◆ Provided records:
______

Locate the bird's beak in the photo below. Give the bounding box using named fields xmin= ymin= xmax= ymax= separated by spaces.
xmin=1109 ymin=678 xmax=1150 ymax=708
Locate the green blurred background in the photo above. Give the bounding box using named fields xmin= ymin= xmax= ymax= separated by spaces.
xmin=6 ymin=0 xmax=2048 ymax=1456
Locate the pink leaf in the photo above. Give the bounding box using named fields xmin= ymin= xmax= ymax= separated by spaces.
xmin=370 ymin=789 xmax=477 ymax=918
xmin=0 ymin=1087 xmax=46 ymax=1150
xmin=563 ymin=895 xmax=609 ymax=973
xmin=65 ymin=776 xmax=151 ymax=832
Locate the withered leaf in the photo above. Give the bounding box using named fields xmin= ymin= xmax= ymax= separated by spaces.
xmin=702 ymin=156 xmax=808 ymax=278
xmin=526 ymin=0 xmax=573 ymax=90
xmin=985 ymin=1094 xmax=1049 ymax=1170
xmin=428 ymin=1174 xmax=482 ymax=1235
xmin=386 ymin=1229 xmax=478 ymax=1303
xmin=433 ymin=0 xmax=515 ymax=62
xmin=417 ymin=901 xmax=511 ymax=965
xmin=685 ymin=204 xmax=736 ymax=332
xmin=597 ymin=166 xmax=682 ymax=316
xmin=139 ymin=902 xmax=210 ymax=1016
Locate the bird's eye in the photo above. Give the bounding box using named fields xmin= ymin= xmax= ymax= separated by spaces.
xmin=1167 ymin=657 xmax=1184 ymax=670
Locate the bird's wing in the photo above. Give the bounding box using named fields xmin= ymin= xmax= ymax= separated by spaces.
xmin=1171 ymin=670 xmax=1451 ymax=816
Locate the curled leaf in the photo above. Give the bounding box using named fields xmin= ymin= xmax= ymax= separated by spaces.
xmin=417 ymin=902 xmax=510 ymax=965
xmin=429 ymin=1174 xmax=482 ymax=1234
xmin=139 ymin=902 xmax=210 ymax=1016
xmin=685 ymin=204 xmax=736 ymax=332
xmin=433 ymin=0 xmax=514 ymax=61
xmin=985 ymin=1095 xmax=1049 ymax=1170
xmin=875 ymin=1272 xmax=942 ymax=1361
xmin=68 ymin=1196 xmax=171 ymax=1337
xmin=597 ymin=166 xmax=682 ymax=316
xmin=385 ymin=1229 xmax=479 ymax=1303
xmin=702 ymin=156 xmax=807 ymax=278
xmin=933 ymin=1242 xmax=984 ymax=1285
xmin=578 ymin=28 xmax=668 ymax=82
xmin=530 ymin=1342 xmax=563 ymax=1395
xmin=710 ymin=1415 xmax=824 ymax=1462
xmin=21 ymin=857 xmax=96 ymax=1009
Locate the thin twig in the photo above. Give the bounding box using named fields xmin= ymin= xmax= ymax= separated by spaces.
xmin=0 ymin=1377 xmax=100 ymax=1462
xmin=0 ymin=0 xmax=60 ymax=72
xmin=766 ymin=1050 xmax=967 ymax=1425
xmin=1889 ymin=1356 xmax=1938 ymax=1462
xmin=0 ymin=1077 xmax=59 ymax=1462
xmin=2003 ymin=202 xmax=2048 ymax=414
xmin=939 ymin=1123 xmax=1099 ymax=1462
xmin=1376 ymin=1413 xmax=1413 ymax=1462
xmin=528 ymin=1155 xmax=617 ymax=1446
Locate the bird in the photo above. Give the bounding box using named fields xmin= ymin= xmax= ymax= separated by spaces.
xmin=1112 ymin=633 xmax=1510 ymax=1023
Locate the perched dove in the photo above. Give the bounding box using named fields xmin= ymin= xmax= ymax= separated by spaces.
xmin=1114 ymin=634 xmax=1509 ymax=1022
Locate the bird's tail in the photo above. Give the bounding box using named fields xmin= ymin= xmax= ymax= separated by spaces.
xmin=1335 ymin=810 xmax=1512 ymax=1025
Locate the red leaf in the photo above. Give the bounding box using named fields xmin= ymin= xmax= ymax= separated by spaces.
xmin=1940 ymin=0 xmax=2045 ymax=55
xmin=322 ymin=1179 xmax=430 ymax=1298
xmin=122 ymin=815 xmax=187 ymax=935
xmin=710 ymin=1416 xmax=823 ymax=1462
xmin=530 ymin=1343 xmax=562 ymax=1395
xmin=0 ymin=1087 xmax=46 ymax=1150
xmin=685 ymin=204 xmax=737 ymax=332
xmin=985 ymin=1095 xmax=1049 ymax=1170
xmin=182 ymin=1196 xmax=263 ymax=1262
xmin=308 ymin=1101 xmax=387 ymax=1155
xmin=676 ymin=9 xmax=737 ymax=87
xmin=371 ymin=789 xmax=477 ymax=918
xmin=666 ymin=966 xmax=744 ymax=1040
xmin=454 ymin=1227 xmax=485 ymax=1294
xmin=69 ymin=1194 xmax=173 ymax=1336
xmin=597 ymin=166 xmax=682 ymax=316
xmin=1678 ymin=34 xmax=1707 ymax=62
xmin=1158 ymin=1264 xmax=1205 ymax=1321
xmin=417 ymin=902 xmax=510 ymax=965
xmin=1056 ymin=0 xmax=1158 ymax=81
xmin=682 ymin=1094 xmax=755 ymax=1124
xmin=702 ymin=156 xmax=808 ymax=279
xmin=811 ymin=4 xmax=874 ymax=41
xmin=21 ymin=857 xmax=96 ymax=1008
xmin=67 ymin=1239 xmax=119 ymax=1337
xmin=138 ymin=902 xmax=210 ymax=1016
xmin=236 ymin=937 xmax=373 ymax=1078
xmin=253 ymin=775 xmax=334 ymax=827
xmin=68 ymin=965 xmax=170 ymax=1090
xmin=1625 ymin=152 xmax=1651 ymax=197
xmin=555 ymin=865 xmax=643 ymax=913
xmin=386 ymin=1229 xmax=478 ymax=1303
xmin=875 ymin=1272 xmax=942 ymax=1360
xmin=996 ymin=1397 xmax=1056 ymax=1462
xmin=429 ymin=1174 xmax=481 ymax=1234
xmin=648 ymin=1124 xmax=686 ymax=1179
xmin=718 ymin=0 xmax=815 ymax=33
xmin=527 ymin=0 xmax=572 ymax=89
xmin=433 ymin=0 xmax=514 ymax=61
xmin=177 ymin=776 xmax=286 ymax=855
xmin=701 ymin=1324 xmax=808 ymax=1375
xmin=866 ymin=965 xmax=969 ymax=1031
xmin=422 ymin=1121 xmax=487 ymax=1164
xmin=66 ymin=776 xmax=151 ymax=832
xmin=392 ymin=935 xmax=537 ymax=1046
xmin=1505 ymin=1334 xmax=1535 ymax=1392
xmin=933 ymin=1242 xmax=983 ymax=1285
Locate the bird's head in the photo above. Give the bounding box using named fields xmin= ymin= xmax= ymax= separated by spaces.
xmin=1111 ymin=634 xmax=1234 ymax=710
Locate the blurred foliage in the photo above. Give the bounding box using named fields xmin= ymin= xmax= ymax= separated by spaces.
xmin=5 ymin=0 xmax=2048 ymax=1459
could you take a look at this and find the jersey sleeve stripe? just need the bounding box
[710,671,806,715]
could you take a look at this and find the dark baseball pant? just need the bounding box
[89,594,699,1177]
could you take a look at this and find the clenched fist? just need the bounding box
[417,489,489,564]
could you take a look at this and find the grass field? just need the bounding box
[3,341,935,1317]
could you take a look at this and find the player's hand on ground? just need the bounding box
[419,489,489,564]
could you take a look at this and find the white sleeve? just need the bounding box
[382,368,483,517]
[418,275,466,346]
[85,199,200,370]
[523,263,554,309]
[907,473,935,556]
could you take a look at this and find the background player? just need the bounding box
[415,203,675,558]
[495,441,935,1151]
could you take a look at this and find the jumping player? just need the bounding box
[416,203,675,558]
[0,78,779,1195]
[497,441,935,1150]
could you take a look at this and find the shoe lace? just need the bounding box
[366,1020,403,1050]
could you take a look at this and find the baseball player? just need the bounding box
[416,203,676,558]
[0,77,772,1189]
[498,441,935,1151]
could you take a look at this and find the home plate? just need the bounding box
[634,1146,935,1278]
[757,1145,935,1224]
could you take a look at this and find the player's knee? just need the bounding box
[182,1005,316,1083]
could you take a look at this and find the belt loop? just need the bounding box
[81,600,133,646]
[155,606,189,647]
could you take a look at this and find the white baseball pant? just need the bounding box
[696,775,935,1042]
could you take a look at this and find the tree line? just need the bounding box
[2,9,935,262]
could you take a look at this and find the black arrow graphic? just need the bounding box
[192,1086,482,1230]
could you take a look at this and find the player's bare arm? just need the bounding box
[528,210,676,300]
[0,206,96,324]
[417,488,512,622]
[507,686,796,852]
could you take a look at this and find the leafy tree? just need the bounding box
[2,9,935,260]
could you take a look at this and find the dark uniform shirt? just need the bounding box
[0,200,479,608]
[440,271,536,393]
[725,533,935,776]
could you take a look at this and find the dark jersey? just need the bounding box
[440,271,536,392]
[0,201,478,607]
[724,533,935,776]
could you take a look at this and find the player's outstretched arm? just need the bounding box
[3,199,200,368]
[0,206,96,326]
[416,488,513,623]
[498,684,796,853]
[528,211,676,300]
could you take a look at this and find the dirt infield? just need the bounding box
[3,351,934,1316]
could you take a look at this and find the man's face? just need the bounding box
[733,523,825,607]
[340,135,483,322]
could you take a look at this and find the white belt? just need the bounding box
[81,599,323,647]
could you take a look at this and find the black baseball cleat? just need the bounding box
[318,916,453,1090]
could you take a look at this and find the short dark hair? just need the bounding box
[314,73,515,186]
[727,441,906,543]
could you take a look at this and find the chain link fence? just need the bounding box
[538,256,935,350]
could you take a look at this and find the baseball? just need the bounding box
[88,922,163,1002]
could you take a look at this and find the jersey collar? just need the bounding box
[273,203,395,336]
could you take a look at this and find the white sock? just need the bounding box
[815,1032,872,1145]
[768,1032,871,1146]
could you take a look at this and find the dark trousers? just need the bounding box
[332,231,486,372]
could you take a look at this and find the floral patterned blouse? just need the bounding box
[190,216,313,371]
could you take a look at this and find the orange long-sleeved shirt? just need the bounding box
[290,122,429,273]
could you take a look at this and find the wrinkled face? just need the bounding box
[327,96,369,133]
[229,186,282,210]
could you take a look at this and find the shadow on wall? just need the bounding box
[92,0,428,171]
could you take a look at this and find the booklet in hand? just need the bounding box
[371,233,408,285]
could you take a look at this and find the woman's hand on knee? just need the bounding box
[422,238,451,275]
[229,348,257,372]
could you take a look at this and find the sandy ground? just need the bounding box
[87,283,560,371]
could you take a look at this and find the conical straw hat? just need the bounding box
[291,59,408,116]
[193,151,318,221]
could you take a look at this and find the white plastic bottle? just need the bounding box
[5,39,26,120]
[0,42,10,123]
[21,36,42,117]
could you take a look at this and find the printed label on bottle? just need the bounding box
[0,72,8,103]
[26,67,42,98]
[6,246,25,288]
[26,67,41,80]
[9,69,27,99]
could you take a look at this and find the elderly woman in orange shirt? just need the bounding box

______

◆ Task instructions:
From the line holding "could you take a look at this and find the conical" to the last line of the entries above, restate each line exactly; include both ends and omit everything else.

◆ Your solution:
could you take a look at this and find the conical straw hat? just need the bounding box
[291,59,408,116]
[193,151,318,221]
could you take a look at this and find the white plastic bottle? just need the bounding box
[5,39,26,120]
[0,42,10,123]
[21,36,42,117]
could you take a look at this and find the printed label on bottle? just need the bounding box
[0,72,8,103]
[26,67,42,98]
[6,246,25,288]
[26,67,41,80]
[9,69,27,99]
could you take a look at this and find the elderly woman in orange shirt? just need the bounding box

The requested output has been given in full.